• **Fragmento del documento**:
◆ ◆ ◆

Paradójicamente, sin embargo, y desde muy pronto, se siente deslizándose por un plano inclinado que nada conseguirá levantar ya, como si la operación de próstata a la que se someterá en el verano de 1921 tuviese valor simbólico más allá de la reparación de averías físicas. Tiene en torno a 45 años y empieza entonces lo que Mainer ha llamado en su Pío Baroja (Taurus, 2012) “tiempo de reflexión”. En la impunidad divertida de la carta privada se retrata como un “pato viejo al lado del fogón” –según le escribe a Paul Schmitz ese año–. Pero cuando no había cumplido todavía los treinta se sentía ya como un paralítico al lado de la vitalidad gimnástica de Ramiro de Maeztu y las efusiones nietzscheanas de Hacia otra España (1900).

Sin embargo, es precisamente en esa etapa de lucidez sobre su presunta decadencia cuando Baroja tantea su vocación de ensayista de ideas con orden y concierto: “el hombre que estudia algo y no siente instinto de innovación es un cretino; el que siente la innovación y trabaja por ella es un revolucionario; el que siente la innovación, trabaja por ella y duda de ella es un humorista”, seguramente como lo es él, que escribe esas líneas precisamente en La caverna del humorismo. Pero en Baroja siempre espera a la vuelta de la esquina una paradoja más: por mucho que en las Obras completas de Círculo de Lectores se rotulen como ensayo tres gruesos tomos, Gonzalo Sobejano sospecha que ensayo, lo que se dice ensayo, Baroja solo escribió uno, ese mismo La caverna del humorismo que acabo de citar, publicado en 1920 y escrito en los meses inmediatamente anteriores. Pero ni siquiera parece muy segura esa atribución, como no sea tras asumir la desconfianza de Baroja hacia el género. Quizá ahí empezó la certidumbre (equivocada) de que ese ensayismo vagamente sesudo o paródicamente universitario era un error literario o, mejor, una vía muerta.

Porque prosa de ideas y de combate, batalladora, insolente, suspicaz, irritable y a ratos intolerante ha escrito mucha desde la última década del siglo xix en múltiples periódicos y revistas. El hervor de la actualidad ha sido un estímulo creativo tan potente como la vocación de narrador y novelista. En su primer libro de artículos combina sin aprensión relatos, microrrelatos, estampas y artículos de opinión propiamente dichos, y ese primer libro, El tablado de Arlequín, es de 1904. Para entonces ha ganado alguna fama de escritor nuevo y modernista, con sus diversos libros novelescos, y en particular con la trilogía del mismo año La lucha por la vida. Sus diagnósticos sobre la sociedad española han sido los habituales en sus amigos: como ellos, él ve a España como “una especie de gelatina sin irritabilidad” y también ha clamado acremente contra la brutalidad cruel e inhóspita de una sociedad acartonada, atada a la vigilancia de una moral católica “repulsiva” –adjetivo barojiano por antonomasia– y presuntamente ilusionada con una fe en la democracia absurda, en el fondo nociva y que Baroja no comparte ni en el fin de siglo ni al final de su vida: nunca.

◆ ◆ ◆

• **Material proporcionado**:
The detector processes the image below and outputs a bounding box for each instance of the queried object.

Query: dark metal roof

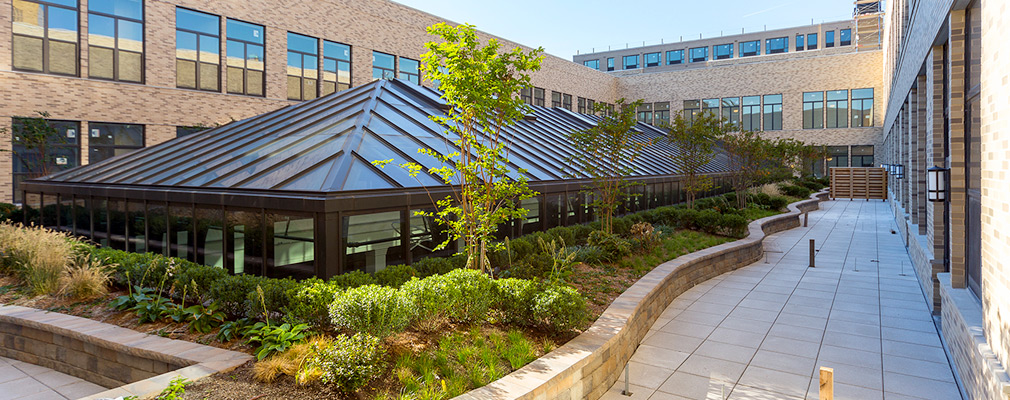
[36,80,727,193]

◆ ◆ ◆

• **Tareas pendientes**:
(a) Según el fragmento sobre Baroja, ¿por qué resulta equivocada la certidumbre de que el ensayismo era una vía muerta? Responda en una a tres oraciones.
(b) Devuelva sin ningún cambio el tramo del fragmento sobre Baroja que va desde "Paradójicamente, sin embargo, y" hasta "otra España (1900).".
(c) Enumere todos los años escritos en cifras que aparecen en el fragmento sobre Baroja, en el orden en que figuran.

• **Respuestas por tarea**:
(a) Resulta equivocada porque Baroja había escrito mucha prosa de ideas y de combate desde la última década del siglo XIX en múltiples periódicos y revistas. Era una prosa batalladora, insolente, suspicaz, irritable y a ratos intolerante.

(b)
Paradójicamente, sin embargo, y desde muy pronto, se siente deslizándose por un plano inclinado que nada conseguirá levantar ya, como si la operación de próstata a la que se someterá en el verano de 1921 tuviese valor simbólico más allá de la reparación de averías físicas. Tiene en torno a 45 años y empieza entonces lo que Mainer ha llamado en su Pío Baroja (Taurus, 2012) “tiempo de reflexión”. En la impunidad divertida de la carta privada se retrata como un “pato viejo al lado del fogón” –según le escribe a Paul Schmitz ese año–. Pero cuando no había cumplido todavía los treinta se sentía ya como un paralítico al lado de la vitalidad gimnástica de Ramiro de Maeztu y las efusiones nietzscheanas de Hacia otra España (1900).

(c) 1921, 2012, 1900, 1920, 1904